"Nous avons vécu l’enfer" : un an après leur arrivée en France, des femmes yézidies et leurs enfants réapprennent à vivre
Il y a un an, les premières femmes yézidies et leurs enfants étaient accueillis en France. Persécutées par le groupe État islamique en Irak en raison de leur religion, certaines sont aujourd'hui hébergées dans les Hauts-de-Seine, afin de se reconstruire.
Grâce aux cours de français qu’elles suivent toute la journée à Châtillon, près de Paris, Haifaa et Amsha ont fait beaucoup de progrès. Il y a un an, le 20 décembre 2018, ces deux femmes yézidies ont atterri sur le sol français, accompagnées de leurs enfants, et ont été prises en charge par le Centre d'action sociale et protestant (CASP).
Une promesse faite par Emmanuel Macron dans le cadre d’un programme d’accueil des réfugiés. Le président s'était engagé auprès de Nadia Murad, prix Nobel de la paix 2018 et elle-même ancienne victime du groupe terroriste, à mettre en place une "opération exceptionnelle d'accueil" bénéficiant à 100 familles yézidies.

Consigne:
Reproduisez mot pour mot l'intégralité du texte fourni sur l'accueil de femmes yézidies en France. Les lignes qui viennent ensuite sont tirées d'une autre source.

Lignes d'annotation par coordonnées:
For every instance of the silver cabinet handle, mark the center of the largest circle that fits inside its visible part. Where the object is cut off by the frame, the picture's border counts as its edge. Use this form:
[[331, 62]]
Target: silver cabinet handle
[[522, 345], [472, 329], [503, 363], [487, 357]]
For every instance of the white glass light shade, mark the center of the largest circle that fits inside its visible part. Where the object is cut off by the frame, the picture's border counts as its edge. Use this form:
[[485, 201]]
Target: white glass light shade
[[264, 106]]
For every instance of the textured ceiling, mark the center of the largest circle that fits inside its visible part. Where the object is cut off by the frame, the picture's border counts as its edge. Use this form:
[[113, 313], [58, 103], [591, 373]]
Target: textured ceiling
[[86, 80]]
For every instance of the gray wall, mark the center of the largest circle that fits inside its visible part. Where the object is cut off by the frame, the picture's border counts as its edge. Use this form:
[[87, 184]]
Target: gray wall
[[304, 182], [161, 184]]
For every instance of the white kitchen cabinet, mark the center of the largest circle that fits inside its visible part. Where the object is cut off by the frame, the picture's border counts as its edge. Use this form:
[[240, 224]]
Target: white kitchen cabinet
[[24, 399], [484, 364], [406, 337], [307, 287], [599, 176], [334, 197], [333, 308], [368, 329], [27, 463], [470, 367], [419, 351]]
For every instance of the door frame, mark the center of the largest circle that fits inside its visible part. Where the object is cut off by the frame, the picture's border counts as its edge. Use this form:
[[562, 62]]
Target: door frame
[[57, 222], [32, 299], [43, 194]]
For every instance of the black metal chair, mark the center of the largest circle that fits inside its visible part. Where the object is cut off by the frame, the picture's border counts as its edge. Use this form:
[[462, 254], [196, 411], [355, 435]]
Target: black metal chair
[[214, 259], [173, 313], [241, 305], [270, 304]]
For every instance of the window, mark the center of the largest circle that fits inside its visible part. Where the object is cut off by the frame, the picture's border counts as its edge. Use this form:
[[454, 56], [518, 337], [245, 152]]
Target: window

Corrigé:
"Nous avons vécu l’enfer" : un an après leur arrivée en France, des femmes yézidies et leurs enfants réapprennent à vivre
Il y a un an, les premières femmes yézidies et leurs enfants étaient accueillis en France. Persécutées par le groupe État islamique en Irak en raison de leur religion, certaines sont aujourd'hui hébergées dans les Hauts-de-Seine, afin de se reconstruire.
Grâce aux cours de français qu’elles suivent toute la journée à Châtillon, près de Paris, Haifaa et Amsha ont fait beaucoup de progrès. Il y a un an, le 20 décembre 2018, ces deux femmes yézidies ont atterri sur le sol français, accompagnées de leurs enfants, et ont été prises en charge par le Centre d'action sociale et protestant (CASP).
Une promesse faite par Emmanuel Macron dans le cadre d’un programme d’accueil des réfugiés. Le président s'était engagé auprès de Nadia Murad, prix Nobel de la paix 2018 et elle-même ancienne victime du groupe terroriste, à mettre en place une "opération exceptionnelle d'accueil" bénéficiant à 100 familles yézidies.